**Stated task**. Find every line in the records below that contains the string "woman", and copy each of those lines.

**Raw records**.
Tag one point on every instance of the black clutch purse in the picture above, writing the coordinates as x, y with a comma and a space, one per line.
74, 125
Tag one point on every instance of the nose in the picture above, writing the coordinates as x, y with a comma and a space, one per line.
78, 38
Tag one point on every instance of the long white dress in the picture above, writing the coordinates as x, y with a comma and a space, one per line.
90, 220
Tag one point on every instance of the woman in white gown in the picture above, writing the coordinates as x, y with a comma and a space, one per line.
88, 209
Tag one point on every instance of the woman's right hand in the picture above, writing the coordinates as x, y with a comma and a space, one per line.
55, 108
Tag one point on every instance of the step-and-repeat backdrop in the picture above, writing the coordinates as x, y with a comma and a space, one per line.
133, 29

* * *

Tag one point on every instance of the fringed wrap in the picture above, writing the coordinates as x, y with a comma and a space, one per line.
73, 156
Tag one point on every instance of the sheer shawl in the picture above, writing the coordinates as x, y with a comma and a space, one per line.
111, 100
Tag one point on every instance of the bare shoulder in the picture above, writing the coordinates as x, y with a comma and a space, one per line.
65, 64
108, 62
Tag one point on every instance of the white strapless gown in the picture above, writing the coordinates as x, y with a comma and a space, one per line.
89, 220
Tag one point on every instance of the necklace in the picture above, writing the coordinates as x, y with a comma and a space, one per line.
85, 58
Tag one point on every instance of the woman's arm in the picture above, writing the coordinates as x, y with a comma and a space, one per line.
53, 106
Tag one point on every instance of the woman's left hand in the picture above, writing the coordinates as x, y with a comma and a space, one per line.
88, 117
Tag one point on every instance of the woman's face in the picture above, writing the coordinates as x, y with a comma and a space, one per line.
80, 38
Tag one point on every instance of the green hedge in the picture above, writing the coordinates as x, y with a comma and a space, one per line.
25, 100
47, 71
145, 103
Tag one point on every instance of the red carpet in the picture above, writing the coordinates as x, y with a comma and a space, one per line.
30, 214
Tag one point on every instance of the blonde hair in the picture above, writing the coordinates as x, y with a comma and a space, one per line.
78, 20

---

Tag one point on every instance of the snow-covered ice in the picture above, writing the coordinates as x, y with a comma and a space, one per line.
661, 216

**Solution to this problem**.
Tag one point on every instance of the woman in white gown in the picture above, writing the coordinates as x, y with a comma and a space, one per line.
Tag one point on every instance of the woman's right hand in the picture above, writing the coordinates as x, y with a comma and a space, one per line.
Tag one point on every instance of the woman's arm in the picture above, writing the coordinates as x, y with a comma and a space, one per line.
Tag one point on every instance of the woman's left hand in the picture above, writing the coordinates as x, y with a comma and a space, one per line.
Tag one point on every instance of the woman's face in the picture above, writing the coordinates as x, y with a comma and a space, one per line.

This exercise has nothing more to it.